### Text segment

+--

Kindergarten was a big transition for Hugo, from his 3-hour day of free-play in an outdoor yard, to a 6-hour structured day, mostly inside. And yet, when I picked him up in the afternoon, his teachers would often tell me how well-behaved, thoughtful and kind he was during the day.

He would run into my arms for a big hug and then want to play for a bit with his friends. I was happy to talk to other parents. However, the scene would quickly fall apart. My kind and well-behaved child lost all impulse control - physical and verbal. It often resulted in me carrying him to the car, while he kicked and clawed at me, all the while screaming hurtful words at his friends. It was awful.

The scene did not feel like a beautiful endorsement of Peaceful Parenting. I had to admit that he could not hang out after school. The easiest solution was for me to drive by, wave to the teacher and have him jump in the car, so he could fall apart in the safety and privacy of our own home, without hurting his friendships. It was in MY presence that he was no longer able to keep his big kid boots and would fall apart.

Relief came when I learned I was not alone. Big, messy, emotional releases after school are not only common and normal - they have a name.

After School Restraint Collapse

Let me tell you more and what we as parents can do to help our children.

Whether in daycare, preschool, grammar school, or even middle school, kids work REALLY hard to keep their big kid boots on all day, while they are away from us. It takes a LOT of energy to sit still so long, when every cell in their body wants to move. It takes energy to listen and follow directions and learn new routines. It takes a lot of energy to learn and practice new skills.

During the day, as feelings come up that children don’t want anyone else to see, they stuff them down into their emotional backpacks. Let’s think about what might happen that would make a child feel the need to stuff some feelings:

  • Missing you

  • Frustration learning something new – whether it is using scissors, learning to read, a new sport, an instrument or math

  • Worry about needing to go to the bathroom

  • Lunch time – sitting next to their friend

  • Making new friends

  • Being rejected by friends

  • Being misunderstood

  • Falling and skinning their knee

  • Hearing a classmate be scolded

  • Getting in some kind of “trouble” themselves

This list could go on and on.

A lot of kids don’t eat much during school. Sometimes, it is because they are a little bit nervous, so they don’t feel hungry. Sometimes, it is because they feel like they don’t have time to eat, because their body tells them they HAVE to play and there isn’t enough time to do both. Six hours – or even more if they stay for after school programs, makes for a long day.

+--

### Dataset records

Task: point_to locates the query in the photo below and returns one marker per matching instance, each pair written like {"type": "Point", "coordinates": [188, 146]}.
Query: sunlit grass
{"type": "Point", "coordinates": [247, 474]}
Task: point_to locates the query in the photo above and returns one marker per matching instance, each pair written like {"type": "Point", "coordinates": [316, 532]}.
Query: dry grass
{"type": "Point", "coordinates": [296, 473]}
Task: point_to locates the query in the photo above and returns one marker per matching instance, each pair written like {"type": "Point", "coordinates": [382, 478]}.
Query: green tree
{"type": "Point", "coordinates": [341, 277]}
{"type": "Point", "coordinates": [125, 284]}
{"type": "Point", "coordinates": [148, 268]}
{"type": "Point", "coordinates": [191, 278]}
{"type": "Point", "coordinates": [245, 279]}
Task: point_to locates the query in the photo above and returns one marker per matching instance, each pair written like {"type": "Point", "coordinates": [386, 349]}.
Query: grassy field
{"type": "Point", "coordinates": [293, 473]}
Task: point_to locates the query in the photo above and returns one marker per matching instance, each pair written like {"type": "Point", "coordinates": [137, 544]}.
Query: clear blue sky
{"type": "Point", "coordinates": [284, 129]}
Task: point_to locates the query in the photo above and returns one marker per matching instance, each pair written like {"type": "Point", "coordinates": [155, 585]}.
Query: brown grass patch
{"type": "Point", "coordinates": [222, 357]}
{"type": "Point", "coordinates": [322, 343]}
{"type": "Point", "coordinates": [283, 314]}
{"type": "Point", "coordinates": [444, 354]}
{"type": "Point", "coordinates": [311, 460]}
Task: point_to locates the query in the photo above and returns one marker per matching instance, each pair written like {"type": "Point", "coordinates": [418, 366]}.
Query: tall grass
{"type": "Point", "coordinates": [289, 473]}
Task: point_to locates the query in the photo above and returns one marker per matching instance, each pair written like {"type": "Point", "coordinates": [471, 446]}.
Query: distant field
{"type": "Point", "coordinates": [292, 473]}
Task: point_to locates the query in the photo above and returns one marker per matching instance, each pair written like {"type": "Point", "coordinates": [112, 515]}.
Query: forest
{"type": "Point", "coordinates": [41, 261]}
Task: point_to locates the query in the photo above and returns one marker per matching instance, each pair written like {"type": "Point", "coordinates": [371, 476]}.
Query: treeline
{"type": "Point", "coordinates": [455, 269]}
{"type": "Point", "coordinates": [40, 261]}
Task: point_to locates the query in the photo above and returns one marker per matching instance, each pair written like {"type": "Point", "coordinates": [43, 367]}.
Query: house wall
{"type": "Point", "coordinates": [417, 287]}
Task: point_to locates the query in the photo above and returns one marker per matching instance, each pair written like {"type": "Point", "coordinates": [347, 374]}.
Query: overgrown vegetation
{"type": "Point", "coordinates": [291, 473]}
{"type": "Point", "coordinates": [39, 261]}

+--

### Problem to work on
For each statement, answer yes or no to say whether it agrees with the passage on after-school restraint collapse, and quote the passage's words that decide it.
1. Hugo's teachers reported that he behaved well during the school day.
2. The parent solved the problem by letting Hugo stay longer to play with his friends after school.
3. The passage says that many kids eat a lot during school.
The material plays no part here.

### Solution below
1. Yes: "his teachers would often tell me how well-behaved, thoughtful and kind he was during the day."
2. No: "The easiest solution was for me to drive by, wave to the teacher and have him jump in the car"
3. No: "A lot of kids don’t eat much during school."